» EXTRACT:
++++++

Mouse Study Explores Underlying Cause of Motor Neuron Degeneration in SBMA

CHMP7 has shown up twice recently in research on SBMA. The previous article can be found here:

Gene expression analysis reveals early dysregulation of disease pathways and links Chmp7 to pathogenesis of spinal and bulbar muscular atrophy

SMA News published a well written article and excerpts can be found below and the entire article can be read at this link" 

Mouse Study Explores Underlying Cause of Motor Neuron Degeneration in SBMA

"...Results showed that 178 genes were upregulated (overly active), while 287 were downregulated (under-activated) in motor neurons from SBMA mice compared to healthy animals, indicating that transcriptional dysregulation in SBMA starts at an early stage of development.

One of the genes that was donwregulated in motor neurons from animals with SBMA was Chmp7 (Charged Multivesicular Body Protein 7). Interestingly, the expression levels of this gene also were affected in motor neurons from the spinal cord and lower legs of adult SBMA mice before the onset of symptoms. (Of note, gene expression is the process by which information in a gene is synthesized to create a working product, like a protein.)

Similar alterations in the expression levels of CHMP7 (the equivalent gene of Chmp7 in humans) also were found in motor neurons’ precursors derived from SBMA patients’ induced pluripotent stem cells (iPSCs), suggesting that Chmp7 may play an important role in SBMA development. iPSCs are fully matured cells that are reprogrammed back to a stem cell state, where they are able to grow into any type of cell.

Moreover, the research team discovered that other genes involved in multiple signaling cascades essential for cellular function, such as the tumor suppressor (p53), DNA repair and energy metabolism, also were dysregulated in motor neurons from SBMA animals.

In addition, scientists observed that SBMA motor neurons showed signs of mitochondria (the cell compartments responsible for the production of energy) dysfunction and DNA damage, possibly caused by transcriptional dysregulation of genes involved in energy metabolism and/or DNA repair.

“Taken together, these findings indicate that an interplay of multiple pathways contribute to the disease pathogenesis [development] of SBMA. Significantly, the dysregulated genes and pathways, and in particular Chmp7/CHMP7 identified by our transcriptomic profiling may serve as candidate druggable molecular targets for therapy development in SBMA,” the researchers concluded."

++++++

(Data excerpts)

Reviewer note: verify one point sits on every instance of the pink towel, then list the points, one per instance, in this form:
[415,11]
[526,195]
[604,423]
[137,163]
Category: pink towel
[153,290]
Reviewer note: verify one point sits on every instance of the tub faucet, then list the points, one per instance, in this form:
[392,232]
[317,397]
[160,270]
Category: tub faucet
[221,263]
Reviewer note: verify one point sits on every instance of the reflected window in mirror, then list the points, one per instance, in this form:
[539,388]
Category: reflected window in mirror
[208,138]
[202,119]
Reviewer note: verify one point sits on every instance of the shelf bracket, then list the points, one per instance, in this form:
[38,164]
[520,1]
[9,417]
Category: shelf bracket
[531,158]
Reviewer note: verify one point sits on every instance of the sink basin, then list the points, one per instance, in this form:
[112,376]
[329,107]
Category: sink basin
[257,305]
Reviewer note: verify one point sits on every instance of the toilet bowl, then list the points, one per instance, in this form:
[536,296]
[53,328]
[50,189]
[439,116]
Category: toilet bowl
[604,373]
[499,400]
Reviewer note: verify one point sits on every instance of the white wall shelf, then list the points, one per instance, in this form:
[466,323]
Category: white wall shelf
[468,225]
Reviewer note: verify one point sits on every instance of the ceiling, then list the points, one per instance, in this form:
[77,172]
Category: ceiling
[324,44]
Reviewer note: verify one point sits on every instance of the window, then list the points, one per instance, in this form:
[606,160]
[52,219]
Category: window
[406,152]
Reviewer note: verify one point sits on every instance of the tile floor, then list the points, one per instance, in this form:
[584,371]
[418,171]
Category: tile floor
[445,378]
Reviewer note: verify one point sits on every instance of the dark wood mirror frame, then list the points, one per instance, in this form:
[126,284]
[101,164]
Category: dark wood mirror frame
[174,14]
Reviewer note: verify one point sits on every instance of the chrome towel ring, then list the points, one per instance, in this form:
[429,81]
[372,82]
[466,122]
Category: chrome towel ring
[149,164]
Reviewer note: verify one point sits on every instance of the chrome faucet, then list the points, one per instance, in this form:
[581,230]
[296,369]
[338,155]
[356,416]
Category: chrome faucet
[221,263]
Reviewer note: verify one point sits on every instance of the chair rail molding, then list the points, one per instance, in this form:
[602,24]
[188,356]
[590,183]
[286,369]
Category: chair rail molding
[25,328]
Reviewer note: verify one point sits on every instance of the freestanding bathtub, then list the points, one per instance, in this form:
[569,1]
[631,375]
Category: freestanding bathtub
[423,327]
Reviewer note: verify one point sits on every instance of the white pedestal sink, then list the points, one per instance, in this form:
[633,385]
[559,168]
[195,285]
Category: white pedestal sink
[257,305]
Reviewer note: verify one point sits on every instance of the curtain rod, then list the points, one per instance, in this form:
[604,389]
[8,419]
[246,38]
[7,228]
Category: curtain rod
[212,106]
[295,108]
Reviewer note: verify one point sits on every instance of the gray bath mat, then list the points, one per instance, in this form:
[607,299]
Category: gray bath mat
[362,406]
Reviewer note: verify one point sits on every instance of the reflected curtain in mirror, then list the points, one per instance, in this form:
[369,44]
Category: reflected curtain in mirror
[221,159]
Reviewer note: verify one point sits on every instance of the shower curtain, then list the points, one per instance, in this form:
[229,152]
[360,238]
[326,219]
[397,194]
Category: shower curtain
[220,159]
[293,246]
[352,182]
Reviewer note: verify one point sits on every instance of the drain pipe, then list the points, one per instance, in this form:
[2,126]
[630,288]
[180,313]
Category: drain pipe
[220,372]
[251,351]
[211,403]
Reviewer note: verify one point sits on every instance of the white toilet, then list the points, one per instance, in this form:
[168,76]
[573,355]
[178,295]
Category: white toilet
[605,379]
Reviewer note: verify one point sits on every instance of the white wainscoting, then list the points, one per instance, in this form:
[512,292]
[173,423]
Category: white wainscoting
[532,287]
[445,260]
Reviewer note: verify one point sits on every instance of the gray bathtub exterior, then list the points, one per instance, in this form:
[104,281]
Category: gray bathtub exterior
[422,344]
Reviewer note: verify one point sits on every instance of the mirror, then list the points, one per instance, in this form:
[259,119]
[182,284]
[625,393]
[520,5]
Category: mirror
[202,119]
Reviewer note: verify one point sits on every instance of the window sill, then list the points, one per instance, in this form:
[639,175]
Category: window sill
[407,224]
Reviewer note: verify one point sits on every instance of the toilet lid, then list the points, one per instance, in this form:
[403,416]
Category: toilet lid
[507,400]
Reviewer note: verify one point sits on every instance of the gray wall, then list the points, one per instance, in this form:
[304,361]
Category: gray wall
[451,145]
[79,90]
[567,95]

++++++

» PROBLEMS TO WORK ON:
A – In the SBMA article, how many genes were downregulated in motor neurons from SBMA mice compared to healthy animals?
B – Copy out the passage of the SBMA article starting with "One of the genes" and going on through "type of cell.".

» SOLUTIONS TO THE EXERCISE:
A – 287 genes

B –
One of the genes that was donwregulated in motor neurons from animals with SBMA was Chmp7 (Charged Multivesicular Body Protein 7). Interestingly, the expression levels of this gene also were affected in motor neurons from the spinal cord and lower legs of adult SBMA mice before the onset of symptoms. (Of note, gene expression is the process by which information in a gene is synthesized to create a working product, like a protein.)

Similar alterations in the expression levels of CHMP7 (the equivalent gene of Chmp7 in humans) also were found in motor neurons’ precursors derived from SBMA patients’ induced pluripotent stem cells (iPSCs), suggesting that Chmp7 may play an important role in SBMA development. iPSCs are fully matured cells that are reprogrammed back to a stem cell state, where they are able to grow into any type of cell.